# ОПИСАНИЕ ЗАДАНИЯ:
Почему, согласно исходному тексту, Даниил, уходя из комнаты, оставлял лампу зажженной?

# ИСХОДНЫЙ ТЕКСТ:
******

На письменном столе стояла фотография Гали, которую Даня так любил. Она стояла на его столе всегда. Когда мы стали жить вместе, Даниил попробовал ее убрать, но я раскричалась, потребовала вернуть фотографию на место. Я же любила Даниила со всей его жизнью, любила его ребенком, юношей, любила все, что с ним было, поэтому и не могла допустить, чтобы со стола исчез портрет женщины, так много значившей в его жизни. Он послушался меня и поставил фотографию обратно, а рядом мою, только не ту, какой я была в то время, и не ту шестнадцатилетнюю красотку — фотографю Паоло Свищова, которая всем так нравится, а другую, где мне три года. На этой фотографии, которая при аресте пропала, детская мордашка с очень странным, каким-то задумчивым невеселым выражением глаз и волосенками, стоящими дыбом. Даниил ее любил. Для него было очень важно ее присутствие.
Такая у нас была комната. Верхнего света не было. Даниил его не любил. В разных местах зажигались лампы. Еще у Даниила $ыла такая особенность: мы никогда не закрывали дверь. Уходили, не запирая, оставляя горящую лампу. Он очень не любил приходить втемную комнату и, уходя, оставлял горящую лампу"[324].
Вспоминается "Мастер и Маргарита": "…громадная комната — четырнадцать метров, — книги, книги и печка. Ах, какая у меня была обстановка!" И такая же обреченная любовь, и пишется роман, предназначенный к сожжению, и та же боязнь темноты, и снящийся если не спрут, то змей, а впереди — тюрьма, да и психиатрическая клиника — Институт Сербского… И хотя Алла Александровна уверяла, что в Данииле не было ничего похожего на Мастера, а она вовсе не Маргарита, ставшая ведьмой, было, было что-то удивительно схожее в их судьбе.

******

# ФРАГМЕНТ ДАННЫХ:

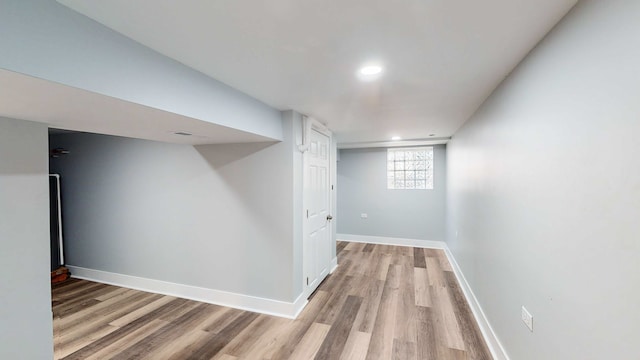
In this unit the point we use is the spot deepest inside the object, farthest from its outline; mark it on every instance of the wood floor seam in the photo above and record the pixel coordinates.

******

# ИТОГОВЫЙ ОТВЕТ:
Он очень не любил приходить в темную комнату.